*The input*.
..............................

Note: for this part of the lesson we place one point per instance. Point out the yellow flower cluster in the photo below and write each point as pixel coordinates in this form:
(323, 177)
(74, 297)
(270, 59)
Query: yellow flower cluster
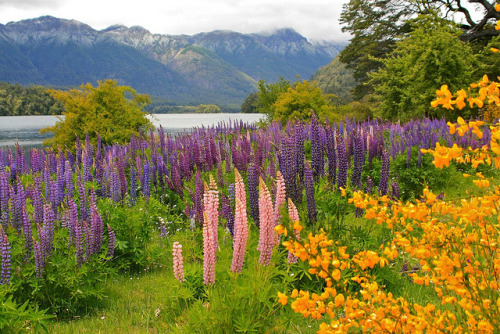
(455, 243)
(487, 154)
(487, 91)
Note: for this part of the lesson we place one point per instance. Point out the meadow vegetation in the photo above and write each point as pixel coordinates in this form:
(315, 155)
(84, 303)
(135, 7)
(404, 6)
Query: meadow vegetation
(302, 224)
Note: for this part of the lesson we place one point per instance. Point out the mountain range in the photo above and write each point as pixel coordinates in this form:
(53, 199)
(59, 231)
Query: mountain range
(219, 67)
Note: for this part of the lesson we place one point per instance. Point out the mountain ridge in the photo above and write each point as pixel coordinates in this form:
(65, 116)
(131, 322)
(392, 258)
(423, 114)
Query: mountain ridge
(220, 67)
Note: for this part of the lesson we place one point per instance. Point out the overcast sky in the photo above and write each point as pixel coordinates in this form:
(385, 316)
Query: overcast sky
(314, 19)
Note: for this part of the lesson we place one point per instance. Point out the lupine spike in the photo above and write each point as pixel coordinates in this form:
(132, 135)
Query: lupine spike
(266, 217)
(111, 242)
(241, 225)
(178, 262)
(5, 254)
(309, 185)
(384, 178)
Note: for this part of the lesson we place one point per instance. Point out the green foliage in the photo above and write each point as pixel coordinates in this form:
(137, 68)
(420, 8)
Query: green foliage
(268, 94)
(208, 109)
(335, 78)
(15, 318)
(358, 110)
(105, 109)
(375, 27)
(430, 56)
(65, 287)
(251, 104)
(244, 302)
(299, 101)
(412, 178)
(135, 228)
(15, 100)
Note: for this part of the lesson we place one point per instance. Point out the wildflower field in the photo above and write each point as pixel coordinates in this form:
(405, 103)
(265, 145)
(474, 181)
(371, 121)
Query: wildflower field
(303, 227)
(347, 227)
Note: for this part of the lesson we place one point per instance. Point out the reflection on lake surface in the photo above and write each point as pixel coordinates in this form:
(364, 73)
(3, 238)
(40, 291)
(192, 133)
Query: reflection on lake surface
(25, 129)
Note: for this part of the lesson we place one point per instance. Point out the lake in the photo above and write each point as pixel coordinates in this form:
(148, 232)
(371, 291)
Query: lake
(25, 129)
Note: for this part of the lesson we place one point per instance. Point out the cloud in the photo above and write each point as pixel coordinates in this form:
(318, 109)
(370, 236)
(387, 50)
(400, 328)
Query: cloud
(30, 4)
(315, 19)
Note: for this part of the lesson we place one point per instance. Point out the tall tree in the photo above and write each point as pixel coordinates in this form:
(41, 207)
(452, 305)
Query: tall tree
(376, 25)
(114, 112)
(431, 55)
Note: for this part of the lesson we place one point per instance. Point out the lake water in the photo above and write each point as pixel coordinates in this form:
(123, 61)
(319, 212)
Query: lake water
(25, 129)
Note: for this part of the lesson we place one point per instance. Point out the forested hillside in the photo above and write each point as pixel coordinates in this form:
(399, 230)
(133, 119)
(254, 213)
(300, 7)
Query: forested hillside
(17, 100)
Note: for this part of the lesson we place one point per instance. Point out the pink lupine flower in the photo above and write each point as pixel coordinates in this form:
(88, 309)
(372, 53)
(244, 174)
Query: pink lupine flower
(178, 262)
(210, 225)
(266, 217)
(293, 213)
(208, 252)
(240, 224)
(211, 207)
(278, 202)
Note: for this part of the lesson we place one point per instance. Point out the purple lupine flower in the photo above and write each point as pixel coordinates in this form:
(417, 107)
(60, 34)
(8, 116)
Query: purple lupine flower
(133, 185)
(359, 160)
(52, 193)
(331, 155)
(342, 162)
(230, 193)
(46, 181)
(87, 159)
(37, 200)
(13, 171)
(111, 242)
(20, 160)
(19, 203)
(384, 178)
(266, 235)
(97, 227)
(253, 193)
(78, 151)
(369, 185)
(146, 179)
(48, 229)
(227, 213)
(288, 167)
(177, 181)
(59, 196)
(28, 236)
(408, 156)
(309, 185)
(299, 139)
(37, 251)
(122, 179)
(395, 190)
(5, 254)
(82, 195)
(72, 219)
(317, 159)
(68, 179)
(4, 197)
(78, 243)
(115, 186)
(88, 238)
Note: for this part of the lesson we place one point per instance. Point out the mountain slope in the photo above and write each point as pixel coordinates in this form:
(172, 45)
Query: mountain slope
(220, 67)
(335, 78)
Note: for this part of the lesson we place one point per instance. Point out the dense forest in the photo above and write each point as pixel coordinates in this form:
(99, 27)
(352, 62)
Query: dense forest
(16, 100)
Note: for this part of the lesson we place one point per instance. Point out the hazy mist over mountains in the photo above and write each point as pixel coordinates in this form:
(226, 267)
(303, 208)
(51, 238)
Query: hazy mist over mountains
(220, 67)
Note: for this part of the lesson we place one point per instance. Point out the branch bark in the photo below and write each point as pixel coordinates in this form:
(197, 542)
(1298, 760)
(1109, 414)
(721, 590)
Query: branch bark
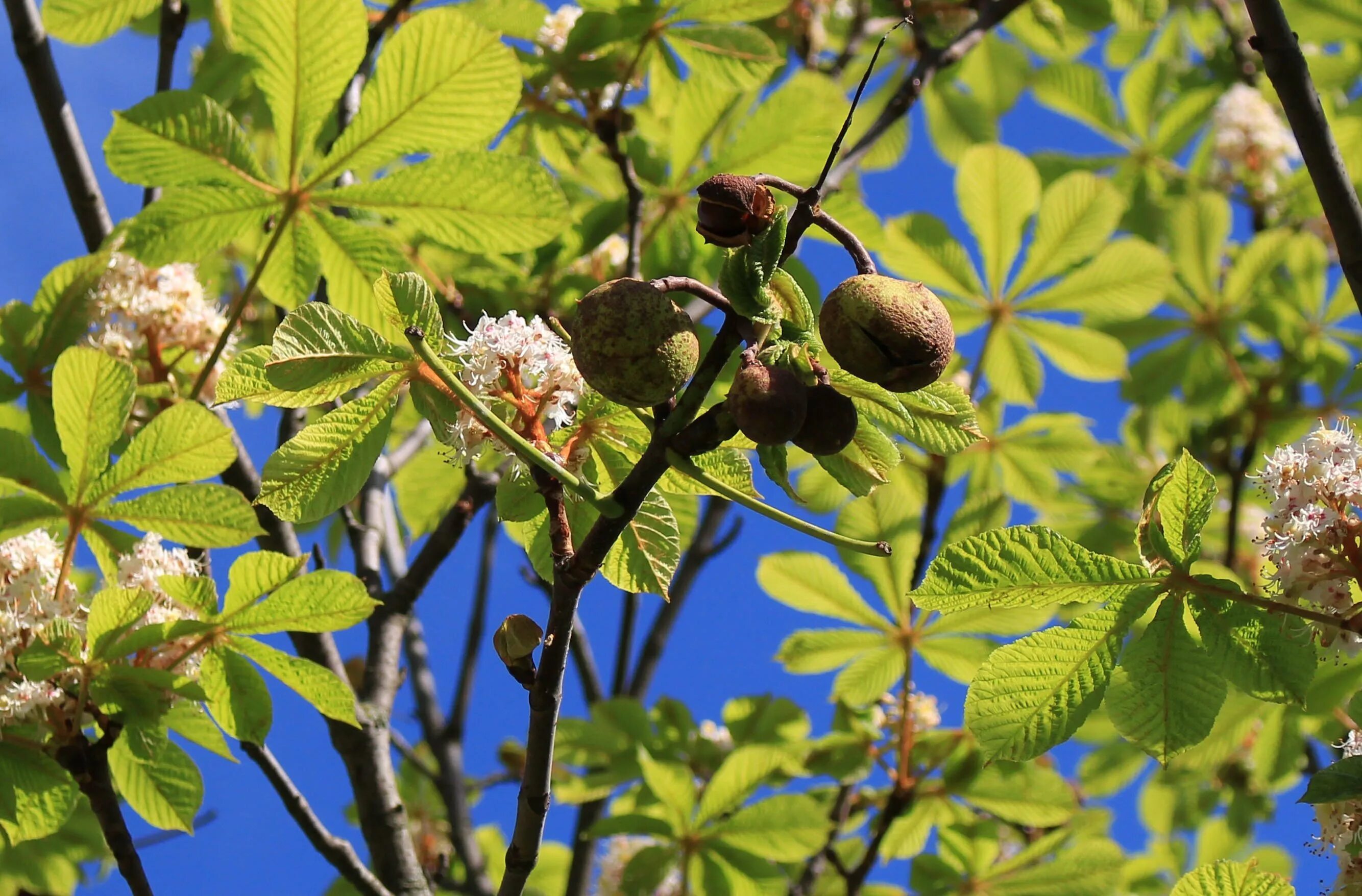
(31, 45)
(1290, 76)
(333, 849)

..............................

All the material shown above is to be copied exactly, with no pictures carried over.

*Response below*.
Note: for this part of the lesson we place one point per instance. Point out the yellow flower cluster in the photo below and write each point as pixel coordinates in this form:
(323, 177)
(74, 297)
(270, 59)
Query: yellow flower cluster
(455, 243)
(487, 154)
(487, 91)
Note: for this part of the lesson we place one point per instance. Point out the meadow vegetation in the photo above and write each point as pixel coordinates in this form:
(315, 155)
(84, 303)
(135, 7)
(404, 6)
Query: meadow vegetation
(302, 224)
Note: for this part of the lesson we place one point per instance. Point out the mountain range in the photo above and write each point as pixel coordinates in this form:
(53, 199)
(59, 231)
Query: mountain range
(219, 67)
Note: for this part of the lesson we place one point per instance. Point out the mountain ridge in the photo above and write each point as pixel coordinates in this form:
(65, 116)
(131, 322)
(392, 258)
(423, 114)
Query: mountain ridge
(220, 67)
Note: for this part of the lesson we place one point per instance. Point out the overcast sky in the photo above and write each point as pixel coordinates in this form:
(385, 316)
Query: overcast sky
(314, 19)
Note: for this part of the lesson we place one point per instance. Point out the lupine spike in the photo above and write each point as pixel coordinates in this form:
(132, 135)
Query: lupine spike
(266, 217)
(111, 242)
(241, 225)
(178, 262)
(5, 254)
(309, 185)
(384, 178)
Note: for this part of the lesson we place one point per instance. Point out the green foliage in the photo above and write each point as pixel coordinates in this form:
(137, 68)
(420, 8)
Query: green foliage
(268, 94)
(208, 109)
(335, 78)
(15, 318)
(358, 110)
(105, 109)
(375, 27)
(430, 56)
(65, 287)
(251, 104)
(244, 302)
(299, 101)
(412, 178)
(135, 228)
(15, 100)
Note: for this part of the lesson we place one point per instance. Point out the wildflower field in the photo above and write each point as pixel coordinates in this form:
(405, 103)
(265, 145)
(474, 181)
(371, 121)
Query: wildflower field
(303, 227)
(347, 227)
Note: for this part of the lesson we place one point per instance. Point out the reflection on lake surface in the photo above and write each point as pixel coordinates in this form:
(364, 73)
(3, 238)
(40, 291)
(192, 133)
Query: reflection on lake surface
(25, 129)
Note: for this part of the lesson we place one point per instance. Point out the lake in the photo above and write each point as pixel coordinates in this form:
(148, 232)
(371, 291)
Query: lake
(25, 129)
Note: for this part of the lesson we place one point per instance. Point out the cloud in the photo above and write each point as pixel coordinates in this form:
(318, 109)
(370, 236)
(387, 50)
(400, 328)
Query: cloud
(30, 4)
(315, 19)
Note: for this part of the lesson we place one point per instance. Point out the tall tree in the photo above and write each point as pixel coordinates in this form:
(41, 207)
(452, 305)
Query: tall tree
(376, 25)
(114, 112)
(431, 55)
Note: for this part of the lesson we place one point per instance. Point out the lake water in the photo above and write each point as pixel coordinates in this form:
(123, 61)
(319, 212)
Query: lake water
(25, 129)
Note: for this part of the lesson we place one point per instance. Point out the forested hillside in the photo above and write each point as pixel coordinates in this form:
(399, 230)
(133, 119)
(254, 213)
(300, 7)
Query: forested hillside
(17, 100)
Note: for this part of the lesson we place one point per instance. Point out the pink lupine flower in the photo above and write each point as pixel coordinates in this form:
(88, 309)
(372, 53)
(244, 174)
Query: pink lupine flower
(178, 262)
(210, 225)
(266, 217)
(293, 213)
(208, 252)
(240, 224)
(211, 207)
(278, 202)
Note: for this part of the lesson we place one point per instance. Point out the purple lupine flower in the photo above and write each point as pixel coordinates in this form:
(417, 107)
(60, 34)
(8, 116)
Query: purple lupine flower
(133, 185)
(359, 160)
(52, 193)
(331, 155)
(342, 162)
(230, 193)
(46, 181)
(87, 159)
(37, 200)
(13, 171)
(111, 242)
(20, 160)
(19, 203)
(384, 178)
(266, 235)
(97, 227)
(253, 193)
(78, 151)
(369, 185)
(146, 179)
(48, 229)
(227, 213)
(288, 167)
(177, 181)
(59, 196)
(28, 236)
(408, 156)
(309, 185)
(299, 139)
(37, 251)
(122, 179)
(395, 190)
(5, 254)
(82, 195)
(72, 219)
(317, 159)
(68, 179)
(4, 197)
(78, 243)
(115, 186)
(88, 238)
Note: for this part of the lesson we place one point per instance. Point out the mountain slope in the photo above and write each point as pixel coordinates in this form:
(172, 45)
Query: mountain slope
(220, 67)
(335, 78)
Note: for this part of the lesson we place one point per instance. Point out the dense forest in the photo above and write each point as pixel coordinates in this form:
(99, 27)
(352, 62)
Query: dense forest
(16, 100)
Note: for this part of the lesson we place one point per instance. Point out the hazy mist over mountains in the photo above and write each point as pixel coordinates in this form:
(226, 267)
(303, 208)
(51, 238)
Query: hazy mist over mountains
(220, 67)
Note: for this part of the lesson we place one point per instance. Point out the branch bark in the photo below and write each point as pixel coordinates in this form:
(197, 542)
(1298, 760)
(1109, 414)
(721, 590)
Query: branch bark
(31, 45)
(1290, 76)
(333, 849)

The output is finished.